> _Short exercise_
Retype the Coast Guard record correction decision below word for word, from its first line to its last.

DEPARTMENT OF HOMELAND SECURITY
BOARD FOR CORRECTION OF MILITARY RECORDS
Application for the Correction of
the Coast Guard Record of:
BCMR Docket No. 2009-145
XXXXXXXXXXXXXXX
XXXXXXXXXXXXXXX
FINAL DECISION
This is a proceeding under the provisions of section 1552 of title 10 and section 425 of
title 14 of the United States Code. The Chair docketed the application upon receipt of the
applicant’s completed application May 8, 2009, and subsequently prepared the final decision for
the Board as required by 33 C.F.R. § 52.61(c).
appointed members who were designated to serve as the Board in this case.
This final decision, dated January 14, 2010, is approved and signed by the three duly
APPLICANT'S REQUEST AND BACKGROUND
The applicant asked the Board to correct his record by upgrading his discharge under
honorable conditions (commonly referred to as a general discharge) to an honorable discharge.
The applicant enlisted in the Coast Guard on January 10, 2000, and was discharged under
honorable conditions on February 16, 2001, by reason of misconduct. He was assigned an RE-4
reenlistment code and a JKK (drug abuse) separation code. At the time of enlistment and prior to
recruit training, the applicant was counseled about the Coast Guard’s policy on illegal drugs on
an administrative remarks page (page 7) dated January 10, 2000. The page 7 stated the
following, in pertinent part: “I have been advised that the illegal use or possession of drugs
constitutes a serious breach of discipline which will not be tolerated . . . No member will use,
possess, or distribute illegal drugs or drug paraphernalia.”
During a command investigation that occurred from December 7, 2000 to December 18,
2000, the applicant admitted to a one-time use of marijuana while in the Coast Guard. At the
time of the misconduct the applicant was approximately 20 years old. On December 20, 2000,
the applicant was punished at captain’s mast (also known as non-judicial punishment (NJP)) for
wrongful use of a controlled substance.
APPLICANT'S ALLEGATIONS
The applicant stated that he wants nothing more than to serve his country and
community, but he has been unable to do so because of the under honorable conditions
discharge. He stated that he discovered the alleged error on April 12, 2007, and that it is in the
interest of justice to waive the untimeliness because he has shown to the community that he can
become an outstanding police officer.

Coordinate labeling data:

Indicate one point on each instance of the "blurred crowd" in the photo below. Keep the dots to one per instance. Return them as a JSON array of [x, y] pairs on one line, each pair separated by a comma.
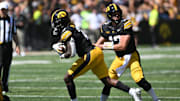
[[33, 16]]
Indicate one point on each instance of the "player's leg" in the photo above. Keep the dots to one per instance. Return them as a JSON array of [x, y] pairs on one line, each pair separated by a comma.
[[101, 72], [78, 68], [1, 96], [70, 87], [6, 66], [138, 76]]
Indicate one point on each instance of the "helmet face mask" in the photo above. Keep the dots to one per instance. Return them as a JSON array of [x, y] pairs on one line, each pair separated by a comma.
[[60, 18], [113, 10]]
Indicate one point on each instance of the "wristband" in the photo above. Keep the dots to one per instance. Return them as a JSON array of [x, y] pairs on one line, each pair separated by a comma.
[[108, 46]]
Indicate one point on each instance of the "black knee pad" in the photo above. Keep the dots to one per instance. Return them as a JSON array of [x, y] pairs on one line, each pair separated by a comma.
[[68, 79], [144, 84]]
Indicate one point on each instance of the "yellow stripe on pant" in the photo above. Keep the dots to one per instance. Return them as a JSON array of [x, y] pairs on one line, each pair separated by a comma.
[[120, 64], [93, 60]]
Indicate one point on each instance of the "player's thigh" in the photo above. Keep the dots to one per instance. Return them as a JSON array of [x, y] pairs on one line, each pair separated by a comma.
[[117, 63], [135, 68], [79, 67], [99, 68]]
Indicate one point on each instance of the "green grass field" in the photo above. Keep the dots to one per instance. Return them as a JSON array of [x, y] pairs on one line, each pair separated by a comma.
[[39, 77]]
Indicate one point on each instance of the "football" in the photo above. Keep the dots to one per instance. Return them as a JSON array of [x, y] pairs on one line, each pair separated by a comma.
[[59, 47]]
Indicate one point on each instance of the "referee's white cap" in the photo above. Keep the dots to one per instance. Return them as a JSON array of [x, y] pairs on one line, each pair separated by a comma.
[[3, 5]]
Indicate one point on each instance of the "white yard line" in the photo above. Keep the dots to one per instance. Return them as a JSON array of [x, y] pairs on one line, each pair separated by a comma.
[[87, 81], [41, 96], [19, 62], [78, 88]]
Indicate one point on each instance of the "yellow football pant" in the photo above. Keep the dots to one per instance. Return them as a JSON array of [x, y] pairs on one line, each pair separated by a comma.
[[93, 60], [131, 61]]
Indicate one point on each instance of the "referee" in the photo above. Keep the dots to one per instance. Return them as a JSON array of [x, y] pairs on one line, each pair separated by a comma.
[[7, 34]]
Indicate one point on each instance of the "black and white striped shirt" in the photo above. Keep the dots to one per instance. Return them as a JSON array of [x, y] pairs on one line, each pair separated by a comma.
[[7, 29]]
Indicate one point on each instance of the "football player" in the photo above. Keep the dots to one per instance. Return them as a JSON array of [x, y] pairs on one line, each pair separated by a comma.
[[90, 57], [118, 32]]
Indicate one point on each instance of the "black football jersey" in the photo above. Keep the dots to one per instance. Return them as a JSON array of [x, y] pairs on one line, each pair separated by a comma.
[[114, 34], [83, 44]]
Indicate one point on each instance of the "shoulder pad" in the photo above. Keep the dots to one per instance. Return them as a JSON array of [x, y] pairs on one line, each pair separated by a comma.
[[127, 24]]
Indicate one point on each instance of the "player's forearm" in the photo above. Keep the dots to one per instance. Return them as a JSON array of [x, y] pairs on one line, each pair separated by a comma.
[[119, 47]]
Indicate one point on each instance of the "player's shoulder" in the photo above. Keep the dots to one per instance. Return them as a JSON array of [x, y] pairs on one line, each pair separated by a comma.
[[127, 23], [105, 26]]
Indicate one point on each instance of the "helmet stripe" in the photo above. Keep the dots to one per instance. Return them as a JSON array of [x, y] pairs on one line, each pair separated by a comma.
[[53, 15]]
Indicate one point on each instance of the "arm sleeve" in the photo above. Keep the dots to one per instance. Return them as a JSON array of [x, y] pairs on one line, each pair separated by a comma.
[[66, 35], [103, 32]]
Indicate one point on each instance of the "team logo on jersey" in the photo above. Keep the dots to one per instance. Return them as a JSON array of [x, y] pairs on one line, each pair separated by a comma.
[[61, 14]]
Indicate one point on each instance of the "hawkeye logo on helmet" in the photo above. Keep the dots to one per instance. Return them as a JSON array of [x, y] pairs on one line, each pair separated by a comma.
[[111, 6], [61, 14]]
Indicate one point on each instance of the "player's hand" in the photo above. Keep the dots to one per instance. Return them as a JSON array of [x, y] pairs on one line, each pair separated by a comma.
[[59, 47]]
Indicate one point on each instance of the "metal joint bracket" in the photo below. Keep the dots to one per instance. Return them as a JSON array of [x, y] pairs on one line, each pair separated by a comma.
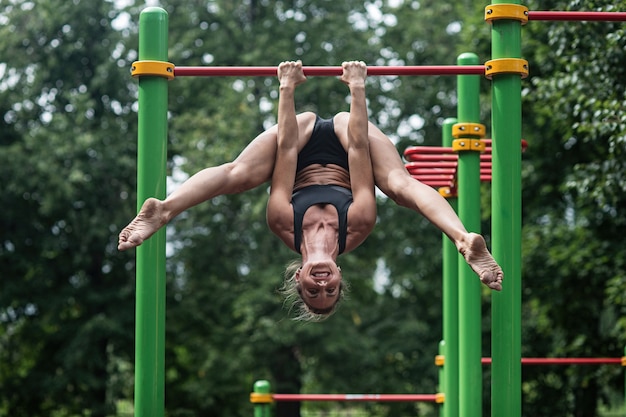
[[506, 11], [440, 360], [153, 68], [472, 130], [257, 398], [447, 192], [462, 145], [506, 66]]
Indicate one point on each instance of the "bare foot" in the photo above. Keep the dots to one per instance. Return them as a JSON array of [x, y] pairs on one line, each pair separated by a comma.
[[148, 221], [475, 252]]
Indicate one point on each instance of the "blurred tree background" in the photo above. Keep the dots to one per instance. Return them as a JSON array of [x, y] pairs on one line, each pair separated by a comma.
[[68, 165]]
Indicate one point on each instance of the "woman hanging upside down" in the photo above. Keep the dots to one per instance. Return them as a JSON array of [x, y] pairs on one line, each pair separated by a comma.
[[316, 207]]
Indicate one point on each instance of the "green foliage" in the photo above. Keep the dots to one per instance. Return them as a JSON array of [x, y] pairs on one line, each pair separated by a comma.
[[65, 294]]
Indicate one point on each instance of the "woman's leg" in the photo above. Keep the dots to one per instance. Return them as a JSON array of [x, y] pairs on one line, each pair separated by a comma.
[[393, 179], [252, 167]]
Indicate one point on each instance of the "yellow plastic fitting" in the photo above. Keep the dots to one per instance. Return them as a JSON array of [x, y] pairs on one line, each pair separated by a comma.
[[257, 398], [506, 66], [468, 144], [153, 68], [506, 11], [472, 130], [447, 192]]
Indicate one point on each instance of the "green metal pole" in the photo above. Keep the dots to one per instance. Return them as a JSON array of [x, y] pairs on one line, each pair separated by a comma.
[[450, 385], [151, 163], [262, 409], [506, 221], [470, 368]]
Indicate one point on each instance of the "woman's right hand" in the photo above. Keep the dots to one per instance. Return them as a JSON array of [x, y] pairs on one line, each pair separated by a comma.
[[290, 73]]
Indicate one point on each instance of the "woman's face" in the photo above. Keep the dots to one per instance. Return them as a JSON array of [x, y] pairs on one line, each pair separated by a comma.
[[320, 284]]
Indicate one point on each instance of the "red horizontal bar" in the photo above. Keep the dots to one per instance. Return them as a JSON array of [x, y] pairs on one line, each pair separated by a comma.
[[578, 16], [432, 183], [428, 149], [356, 397], [564, 361], [331, 71], [430, 164], [426, 171]]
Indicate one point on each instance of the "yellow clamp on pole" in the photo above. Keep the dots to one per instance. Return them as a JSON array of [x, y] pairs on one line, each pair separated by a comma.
[[464, 130], [153, 68], [257, 398], [447, 192], [467, 144], [506, 66], [506, 11]]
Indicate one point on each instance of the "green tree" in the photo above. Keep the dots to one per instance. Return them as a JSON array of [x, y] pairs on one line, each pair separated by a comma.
[[212, 120], [66, 315]]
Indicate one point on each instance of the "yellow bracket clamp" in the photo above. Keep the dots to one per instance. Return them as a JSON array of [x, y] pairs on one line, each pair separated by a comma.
[[506, 66], [154, 68], [447, 192], [506, 11], [440, 360], [468, 145], [463, 130], [257, 398]]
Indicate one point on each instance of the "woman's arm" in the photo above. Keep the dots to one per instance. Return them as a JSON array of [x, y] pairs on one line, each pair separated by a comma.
[[362, 212], [279, 210]]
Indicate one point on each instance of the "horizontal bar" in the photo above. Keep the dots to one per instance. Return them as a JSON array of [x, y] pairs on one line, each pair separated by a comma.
[[329, 71], [564, 361], [356, 397], [578, 16]]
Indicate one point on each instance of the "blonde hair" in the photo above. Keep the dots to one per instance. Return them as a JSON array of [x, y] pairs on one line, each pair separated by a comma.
[[291, 290]]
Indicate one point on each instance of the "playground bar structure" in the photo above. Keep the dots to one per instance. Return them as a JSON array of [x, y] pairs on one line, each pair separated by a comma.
[[357, 397], [505, 69], [329, 71], [578, 16]]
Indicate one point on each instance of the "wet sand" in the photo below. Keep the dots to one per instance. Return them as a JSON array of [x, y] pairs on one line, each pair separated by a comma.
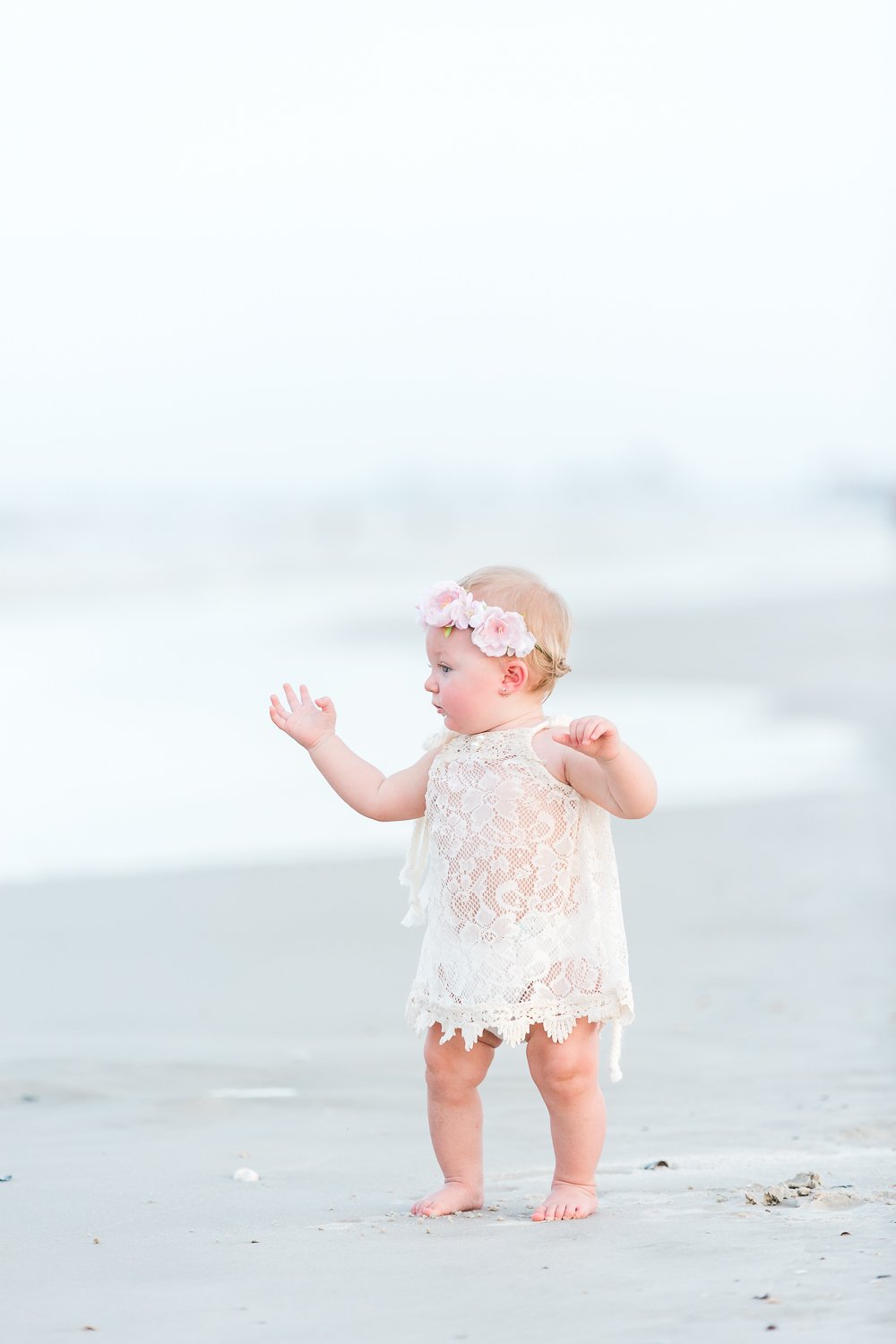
[[761, 940]]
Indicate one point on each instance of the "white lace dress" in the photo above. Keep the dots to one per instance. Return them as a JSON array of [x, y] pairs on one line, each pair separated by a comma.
[[514, 876]]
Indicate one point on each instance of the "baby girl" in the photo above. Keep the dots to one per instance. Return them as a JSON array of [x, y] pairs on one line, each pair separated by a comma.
[[511, 868]]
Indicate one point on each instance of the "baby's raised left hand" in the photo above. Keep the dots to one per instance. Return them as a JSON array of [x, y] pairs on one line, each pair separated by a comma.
[[592, 737]]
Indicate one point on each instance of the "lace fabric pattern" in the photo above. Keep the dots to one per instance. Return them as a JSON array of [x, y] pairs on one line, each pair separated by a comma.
[[514, 875]]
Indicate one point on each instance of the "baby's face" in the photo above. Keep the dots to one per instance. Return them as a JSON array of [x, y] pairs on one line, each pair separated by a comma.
[[465, 683]]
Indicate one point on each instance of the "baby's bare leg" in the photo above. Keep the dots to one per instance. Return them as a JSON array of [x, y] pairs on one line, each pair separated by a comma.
[[565, 1074], [452, 1075]]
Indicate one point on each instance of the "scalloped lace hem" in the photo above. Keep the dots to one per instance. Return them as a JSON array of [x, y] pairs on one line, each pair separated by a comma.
[[513, 1023]]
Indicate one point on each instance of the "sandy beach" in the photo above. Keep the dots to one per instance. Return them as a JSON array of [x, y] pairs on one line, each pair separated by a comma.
[[163, 1031]]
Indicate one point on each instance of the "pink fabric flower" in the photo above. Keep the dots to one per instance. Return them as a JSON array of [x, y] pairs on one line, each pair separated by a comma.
[[437, 607], [501, 632]]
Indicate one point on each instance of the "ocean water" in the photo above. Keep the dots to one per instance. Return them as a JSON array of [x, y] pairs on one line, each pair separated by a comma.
[[142, 642]]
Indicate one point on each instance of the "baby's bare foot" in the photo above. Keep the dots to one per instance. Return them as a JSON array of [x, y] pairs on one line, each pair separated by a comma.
[[454, 1198], [565, 1201]]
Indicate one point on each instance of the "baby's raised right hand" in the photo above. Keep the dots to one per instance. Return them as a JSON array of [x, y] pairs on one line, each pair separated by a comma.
[[306, 720]]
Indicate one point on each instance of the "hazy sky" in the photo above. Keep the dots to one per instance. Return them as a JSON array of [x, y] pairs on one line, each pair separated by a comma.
[[268, 241]]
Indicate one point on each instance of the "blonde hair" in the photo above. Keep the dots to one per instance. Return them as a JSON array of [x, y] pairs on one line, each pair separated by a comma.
[[546, 616]]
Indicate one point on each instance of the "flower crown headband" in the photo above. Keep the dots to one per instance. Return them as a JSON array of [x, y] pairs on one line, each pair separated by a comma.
[[495, 631]]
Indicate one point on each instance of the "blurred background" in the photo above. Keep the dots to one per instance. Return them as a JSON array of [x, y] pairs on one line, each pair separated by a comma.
[[309, 306]]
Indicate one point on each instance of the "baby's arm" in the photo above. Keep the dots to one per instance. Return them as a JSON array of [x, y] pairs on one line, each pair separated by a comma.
[[312, 723], [602, 768]]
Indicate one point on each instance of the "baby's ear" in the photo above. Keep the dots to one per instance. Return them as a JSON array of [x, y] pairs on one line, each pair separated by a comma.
[[516, 675]]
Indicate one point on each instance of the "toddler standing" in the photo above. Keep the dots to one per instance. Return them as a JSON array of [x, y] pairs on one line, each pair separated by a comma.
[[512, 870]]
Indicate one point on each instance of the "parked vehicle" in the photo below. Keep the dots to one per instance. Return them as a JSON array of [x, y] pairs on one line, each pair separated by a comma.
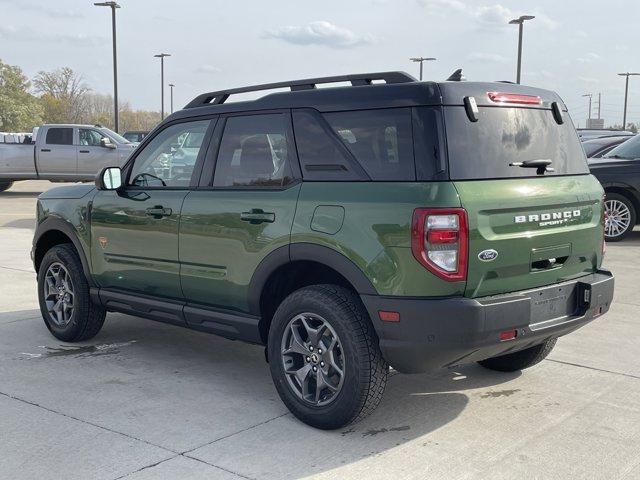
[[619, 173], [598, 147], [62, 153], [344, 228], [590, 134], [135, 136]]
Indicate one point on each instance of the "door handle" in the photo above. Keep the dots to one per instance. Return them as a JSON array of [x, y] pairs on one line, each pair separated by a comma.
[[158, 211], [256, 216]]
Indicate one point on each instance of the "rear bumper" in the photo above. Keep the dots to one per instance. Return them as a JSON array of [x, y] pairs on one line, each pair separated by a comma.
[[445, 332]]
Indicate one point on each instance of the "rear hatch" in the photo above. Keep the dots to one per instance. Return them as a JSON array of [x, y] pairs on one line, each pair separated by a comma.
[[528, 227]]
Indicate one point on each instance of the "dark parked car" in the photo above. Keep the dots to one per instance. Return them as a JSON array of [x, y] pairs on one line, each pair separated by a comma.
[[590, 134], [619, 173], [599, 147], [135, 135]]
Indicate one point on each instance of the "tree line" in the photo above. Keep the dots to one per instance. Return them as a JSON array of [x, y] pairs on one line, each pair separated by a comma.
[[60, 96]]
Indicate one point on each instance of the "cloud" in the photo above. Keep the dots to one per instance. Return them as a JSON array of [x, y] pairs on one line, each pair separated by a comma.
[[589, 58], [487, 57], [486, 17], [27, 34], [207, 69], [319, 33]]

> _Completed exercise_
DEPARTMENT OF HOMELAND SECURITY
BOARD FOR CORRECTION OF MILITARY RECORDS
Application for the Correction of
the Coast Guard Record of:
BCMR Docket No. 2009-145
XXXXXXXXXXXXXXX
XXXXXXXXXXXXXXX
FINAL DECISION
This is a proceeding under the provisions of section 1552 of title 10 and section 425 of
title 14 of the United States Code. The Chair docketed the application upon receipt of the
applicant’s completed application May 8, 2009, and subsequently prepared the final decision for
the Board as required by 33 C.F.R. § 52.61(c).
appointed members who were designated to serve as the Board in this case.
This final decision, dated January 14, 2010, is approved and signed by the three duly
APPLICANT'S REQUEST AND BACKGROUND
The applicant asked the Board to correct his record by upgrading his discharge under
honorable conditions (commonly referred to as a general discharge) to an honorable discharge.
The applicant enlisted in the Coast Guard on January 10, 2000, and was discharged under
honorable conditions on February 16, 2001, by reason of misconduct. He was assigned an RE-4
reenlistment code and a JKK (drug abuse) separation code. At the time of enlistment and prior to
recruit training, the applicant was counseled about the Coast Guard’s policy on illegal drugs on
an administrative remarks page (page 7) dated January 10, 2000. The page 7 stated the
following, in pertinent part: “I have been advised that the illegal use or possession of drugs
constitutes a serious breach of discipline which will not be tolerated . . . No member will use,
possess, or distribute illegal drugs or drug paraphernalia.”
During a command investigation that occurred from December 7, 2000 to December 18,
2000, the applicant admitted to a one-time use of marijuana while in the Coast Guard. At the
time of the misconduct the applicant was approximately 20 years old. On December 20, 2000,
the applicant was punished at captain’s mast (also known as non-judicial punishment (NJP)) for
wrongful use of a controlled substance.
APPLICANT'S ALLEGATIONS
The applicant stated that he wants nothing more than to serve his country and
community, but he has been unable to do so because of the under honorable conditions
discharge. He stated that he discovered the alleged error on April 12, 2007, and that it is in the
interest of justice to waive the untimeliness because he has shown to the community that he can
become an outstanding police officer.